PROBLEM REQUIREMENTS: Copy out the data in full, keeping each line exactly as it reads.

====== SUPPLIED MATERIAL

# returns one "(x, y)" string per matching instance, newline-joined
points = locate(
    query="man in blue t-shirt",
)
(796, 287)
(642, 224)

============

TASK RESULT:
# returns one "(x, y)" string per matching instance, newline-joined
points = locate(
    query="man in blue t-shirt",
)
(796, 287)
(642, 224)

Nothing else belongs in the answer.